Acórdão do Tribunal da Relação de Lisboa
Processo:
5/14.4T2MFR.L1-2
Relator: MAGDA GERALDES
Descritores: NOTIFICAÇÃO JUDICIAL AVULSA
TÉCNICO OFICIAL DE CONTAS
PROCEDIMENTO DISCIPLINAR
COMPETÊNCIA EM RAZÃO DA MATÉRIA
TRIBUNAL COMUM
TRIBUNAL ADMINISTRATIVO
Nº do Documento: RL
Data do Acordão: 04/03/2014
Votação: UNANIMIDADE
Texto Integral: S
Texto Parcial: N
Meio Processual: APELAÇÃO
Decisão: PROCEDENTE
Sumário: I - A notificação judicial avulsa constitui um acto judicial que não se insere em qualquer processo pendente, tendo “lugar como que em processo ad hoc, para os efeitos declarados na lei substantiva”, permitindo realizar “actos de comunicação sobre cuja verificação e termos se pretende não venha a haver dúvidas”.
II – Não se discutindo no pedido da notificação judicial avulsa qualquer relação jurídica, não pode o critério da pretensão deduzida em juízo, que será sempre aferido em face da análise da estrutura da relação jurídica subjacente ao direito invocado, ser determinante para a determinação da competência material do tribunal, a qual se afere, como é sabido, pela articulação da causa de pedir e do pedido formulados pela parte, não se podendo afirmar, ainda que abstractamente, que se está perante um litígio nos termos e para os efeitos do disposto no artº 4º do Estatuto dos Tribunais Administrativos e Fiscais, aprovado pela Lei n.º 13/2002, de 19 de Fevereiro, para efeitos de aferir a competência material do tribunal para ordenar uma notificação judicial avulsa.

- _Dados fornecidos_:

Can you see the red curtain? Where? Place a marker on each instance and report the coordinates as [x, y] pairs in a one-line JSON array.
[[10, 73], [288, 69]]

- _Trabalho pedido_:
A: Segundo o acórdão, quem é o relator?
B: Cite, sem alterações, o trecho do acórdão que vai de "II – Não se" até "notificação judicial avulsa.".

- _Respostas por tarefa_:
A: Magda Geraldes.

B:
II – Não se discutindo no pedido da notificação judicial avulsa qualquer relação jurídica, não pode o critério da pretensão deduzida em juízo, que será sempre aferido em face da análise da estrutura da relação jurídica subjacente ao direito invocado, ser determinante para a determinação da competência material do tribunal, a qual se afere, como é sabido, pela articulação da causa de pedir e do pedido formulados pela parte, não se podendo afirmar, ainda que abstractamente, que se está perante um litígio nos termos e para os efeitos do disposto no artº 4º do Estatuto dos Tribunais Administrativos e Fiscais, aprovado pela Lei n.º 13/2002, de 19 de Fevereiro, para efeitos de aferir a competência material do tribunal para ordenar uma notificação judicial avulsa.